▶ _EXERCISE TASK A_
According to the homework notebook, how many triangles does the web-Stanford dataset contain as its ground truth?

# Homework 3: Mining Data Streams

This notebook implements and evaluates the **TRIÈST-BASE** and **TRIÈST-IMPR** algorithms as described in the paper "TRIÈST: Counting Local and Global Triangles in Fully-Dynamic Streams with Fixed Memory Size."

## Dataset: Stanford Web Graph (`web-Stanford.txt`)

The experiment is run on the `web-Stanford` dataset.

> Nodes represent pages from Stanford University (stanford.edu) and directed edges represent hyperlinks between them. The data was collected in 2002.

**Note:** For this project, the directed edges are treated as undirected to form a graph for triangle counting.

### Dataset Statistics

| Statistic | Value |
| :--- | :--- |
| Nodes | 281,903 |
| Edges | 2,312,497 |
| Average clustering coefficient | 0.5976 |
| **Number of triangles (Ground Truth)** | **11,329,473** |
| Nodes in largest WCC | 255,265 (0.906) |
| Edges in largest WCC | 2,234,572 (0.966) |

## Conceptual Summary: TRIÈST-BASE

**TRIÈST-BASE** is the first algorithm presented in the paper, designed for insertion-only graph streams. Its core idea is to maintain a fixed-size sample of edges, $\mathcal{S}$, using **Reservoir Sampling** and to only count the triangles that form *within that sample*. This raw count is then scaled up to produce an unbiased estimation of the total triangles in the full graph.

### The Core Logic

The algorithm's operation at each time step $t$ (when a new edge $(u, v)$ arrives) is divided into two main parts:

1.  **Edge Sampling (Reservoir Logic):**
    * The algorithm maintains a sample $\mathcal{S}$ of a fixed size $M$.
    * **If $t \le M$ (Reservoir is filling):** The new edge $(u, v)$ is automatically added to the sample $\mathcal{S}$.

▶ _STORED DATA_
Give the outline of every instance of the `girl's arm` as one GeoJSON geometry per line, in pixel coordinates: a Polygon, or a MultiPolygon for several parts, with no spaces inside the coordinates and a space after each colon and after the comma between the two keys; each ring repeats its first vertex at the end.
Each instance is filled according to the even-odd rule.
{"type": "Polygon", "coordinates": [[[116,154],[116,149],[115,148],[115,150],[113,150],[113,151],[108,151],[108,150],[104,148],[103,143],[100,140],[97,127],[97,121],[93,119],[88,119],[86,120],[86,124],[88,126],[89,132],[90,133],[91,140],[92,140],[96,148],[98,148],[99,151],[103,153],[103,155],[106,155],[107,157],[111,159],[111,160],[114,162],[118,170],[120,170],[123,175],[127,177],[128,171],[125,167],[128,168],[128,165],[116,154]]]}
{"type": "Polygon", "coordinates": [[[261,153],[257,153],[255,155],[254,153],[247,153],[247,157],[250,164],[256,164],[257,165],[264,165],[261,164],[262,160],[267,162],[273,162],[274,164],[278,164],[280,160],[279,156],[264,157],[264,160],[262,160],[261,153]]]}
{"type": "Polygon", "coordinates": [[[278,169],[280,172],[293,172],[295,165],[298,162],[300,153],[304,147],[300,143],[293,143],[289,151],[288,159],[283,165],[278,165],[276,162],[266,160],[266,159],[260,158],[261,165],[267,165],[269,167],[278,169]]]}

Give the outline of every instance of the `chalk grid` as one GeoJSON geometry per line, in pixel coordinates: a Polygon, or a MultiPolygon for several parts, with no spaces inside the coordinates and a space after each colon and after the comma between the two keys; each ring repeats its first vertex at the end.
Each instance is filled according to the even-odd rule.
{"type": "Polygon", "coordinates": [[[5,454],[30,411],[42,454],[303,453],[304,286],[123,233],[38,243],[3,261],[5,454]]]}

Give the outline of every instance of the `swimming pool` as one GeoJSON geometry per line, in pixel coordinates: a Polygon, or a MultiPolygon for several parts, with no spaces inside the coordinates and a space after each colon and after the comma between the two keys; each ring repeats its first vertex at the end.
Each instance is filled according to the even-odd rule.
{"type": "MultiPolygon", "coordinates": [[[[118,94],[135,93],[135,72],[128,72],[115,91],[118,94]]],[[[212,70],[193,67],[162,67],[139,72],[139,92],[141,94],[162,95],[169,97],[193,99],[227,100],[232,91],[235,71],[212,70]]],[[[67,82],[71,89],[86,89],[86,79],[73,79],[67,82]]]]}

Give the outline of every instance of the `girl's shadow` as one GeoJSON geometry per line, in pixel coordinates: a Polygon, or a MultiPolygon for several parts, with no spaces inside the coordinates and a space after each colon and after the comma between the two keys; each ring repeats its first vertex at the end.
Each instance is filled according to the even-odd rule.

▶ _EXERCISE TASK B_
Find every line in the entries above that contains the string "GeoJSON" and copy each one.

▶ _WRITTEN RESPONSE A_
11,329,473

▶ _WRITTEN RESPONSE B_
Give the outline of every instance of the `girl's arm` as one GeoJSON geometry per line, in pixel coordinates: a Polygon, or a MultiPolygon for several parts, with no spaces inside the coordinates and a space after each colon and after the comma between the two keys; each ring repeats its first vertex at the end.
Give the outline of every instance of the `chalk grid` as one GeoJSON geometry per line, in pixel coordinates: a Polygon, or a MultiPolygon for several parts, with no spaces inside the coordinates and a space after each colon and after the comma between the two keys; each ring repeats its first vertex at the end.
Give the outline of every instance of the `swimming pool` as one GeoJSON geometry per line, in pixel coordinates: a Polygon, or a MultiPolygon for several parts, with no spaces inside the coordinates and a space after each colon and after the comma between the two keys; each ring repeats its first vertex at the end.
Give the outline of every instance of the `girl's shadow` as one GeoJSON geometry per line, in pixel coordinates: a Polygon, or a MultiPolygon for several parts, with no spaces inside the coordinates and a space after each colon and after the comma between the two keys; each ring repeats its first vertex at the end.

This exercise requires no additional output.